• TO BE DONE: Copy out every line of the listing, starting at the line that contains "[spot] the front tire, one" and ending at the end of the listing, requests included. Offset each x and y coordinate in the answers by adding 112 to it.

Saved data entries
===

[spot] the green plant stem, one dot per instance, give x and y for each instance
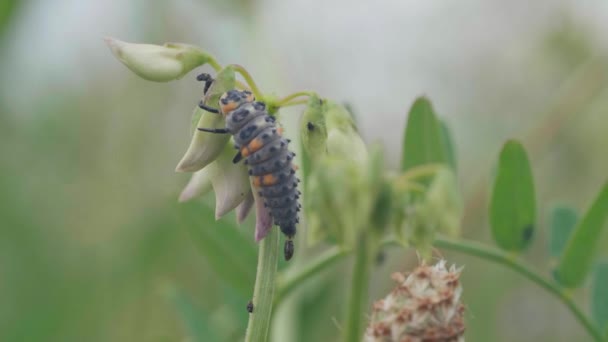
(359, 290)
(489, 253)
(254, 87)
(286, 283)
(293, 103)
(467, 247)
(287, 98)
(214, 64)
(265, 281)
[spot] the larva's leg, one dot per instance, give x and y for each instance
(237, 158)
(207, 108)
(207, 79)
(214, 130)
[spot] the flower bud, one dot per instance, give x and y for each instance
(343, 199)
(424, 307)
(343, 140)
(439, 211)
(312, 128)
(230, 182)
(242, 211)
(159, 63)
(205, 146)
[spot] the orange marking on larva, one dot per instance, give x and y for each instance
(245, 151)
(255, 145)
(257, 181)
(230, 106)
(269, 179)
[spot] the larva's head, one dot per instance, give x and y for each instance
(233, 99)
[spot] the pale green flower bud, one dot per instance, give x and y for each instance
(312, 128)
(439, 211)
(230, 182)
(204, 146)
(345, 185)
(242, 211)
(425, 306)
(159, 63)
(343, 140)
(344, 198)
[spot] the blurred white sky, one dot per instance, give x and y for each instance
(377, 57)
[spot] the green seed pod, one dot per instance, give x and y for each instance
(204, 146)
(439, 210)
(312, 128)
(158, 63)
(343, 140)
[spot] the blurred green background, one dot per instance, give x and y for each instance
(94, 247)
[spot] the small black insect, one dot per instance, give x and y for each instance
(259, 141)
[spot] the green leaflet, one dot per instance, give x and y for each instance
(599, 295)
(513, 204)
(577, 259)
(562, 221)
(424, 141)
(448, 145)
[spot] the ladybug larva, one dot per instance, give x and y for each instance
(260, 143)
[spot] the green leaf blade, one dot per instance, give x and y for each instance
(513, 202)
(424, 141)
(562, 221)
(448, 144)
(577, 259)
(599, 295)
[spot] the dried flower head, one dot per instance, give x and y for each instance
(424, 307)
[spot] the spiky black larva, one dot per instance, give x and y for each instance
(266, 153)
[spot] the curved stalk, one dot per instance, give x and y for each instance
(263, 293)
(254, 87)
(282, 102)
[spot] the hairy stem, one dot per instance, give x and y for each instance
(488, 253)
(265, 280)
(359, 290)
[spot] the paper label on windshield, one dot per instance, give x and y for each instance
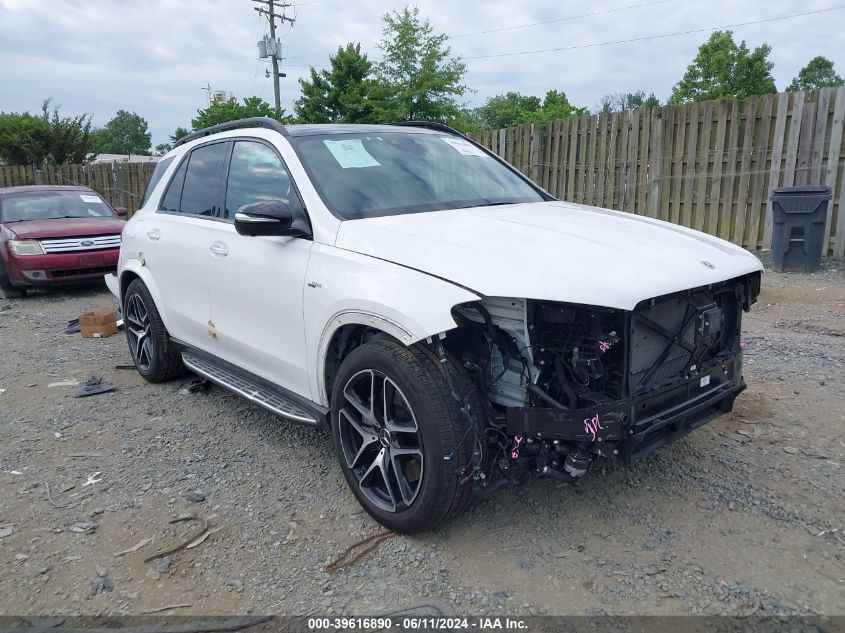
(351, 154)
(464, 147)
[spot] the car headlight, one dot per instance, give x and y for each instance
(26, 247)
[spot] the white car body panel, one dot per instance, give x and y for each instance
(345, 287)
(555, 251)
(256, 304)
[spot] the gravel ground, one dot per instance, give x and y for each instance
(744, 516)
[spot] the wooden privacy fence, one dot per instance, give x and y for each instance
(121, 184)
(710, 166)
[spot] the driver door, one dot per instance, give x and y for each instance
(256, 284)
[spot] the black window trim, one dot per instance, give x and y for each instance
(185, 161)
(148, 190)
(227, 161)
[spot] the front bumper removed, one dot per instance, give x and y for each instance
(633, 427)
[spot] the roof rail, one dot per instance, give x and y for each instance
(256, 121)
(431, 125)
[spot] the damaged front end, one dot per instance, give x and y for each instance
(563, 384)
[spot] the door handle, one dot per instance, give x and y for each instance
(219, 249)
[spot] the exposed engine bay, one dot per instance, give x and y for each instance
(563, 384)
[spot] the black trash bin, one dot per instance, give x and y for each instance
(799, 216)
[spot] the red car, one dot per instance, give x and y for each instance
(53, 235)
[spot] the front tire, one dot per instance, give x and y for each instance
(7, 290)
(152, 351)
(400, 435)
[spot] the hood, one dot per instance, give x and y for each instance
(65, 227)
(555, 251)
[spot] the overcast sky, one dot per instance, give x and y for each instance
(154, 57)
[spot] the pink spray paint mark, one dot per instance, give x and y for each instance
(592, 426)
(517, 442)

===

• SOLUTION TO THE PROBLEM:
[spot] the front tire, one dot per instance, give x and y for each instance
(119, 402)
(264, 463)
(512, 547)
[spot] the hood, one dot per instance, give x and y for each instance
(177, 339)
(667, 363)
[spot] the overcast sky, one dot per instance, give x and y for each instance
(266, 169)
[spot] the pink spray paint mark, one dot per instance, give x and y for each instance
(704, 538)
(629, 554)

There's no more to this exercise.